Goal: Copy out the records below, starting with the line that contains "cloud shown in this photo, matching this sample?" and continuing through the last line of the records, keeping every line unchanged.

Position annotation records
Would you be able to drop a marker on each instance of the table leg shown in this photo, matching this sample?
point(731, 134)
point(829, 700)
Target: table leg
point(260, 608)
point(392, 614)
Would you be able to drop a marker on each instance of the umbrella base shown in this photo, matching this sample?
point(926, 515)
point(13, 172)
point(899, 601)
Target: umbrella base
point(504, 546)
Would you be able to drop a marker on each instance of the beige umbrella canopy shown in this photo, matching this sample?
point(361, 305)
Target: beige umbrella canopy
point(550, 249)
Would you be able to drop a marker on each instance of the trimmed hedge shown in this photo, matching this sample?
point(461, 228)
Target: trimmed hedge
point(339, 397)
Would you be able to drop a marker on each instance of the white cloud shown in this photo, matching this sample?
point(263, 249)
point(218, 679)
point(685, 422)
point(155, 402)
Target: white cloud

The response:
Would you be able to drop a marker on each instance of the white cloud shown in this photo, matching this sample?
point(263, 249)
point(218, 679)
point(685, 422)
point(155, 402)
Target: white cloud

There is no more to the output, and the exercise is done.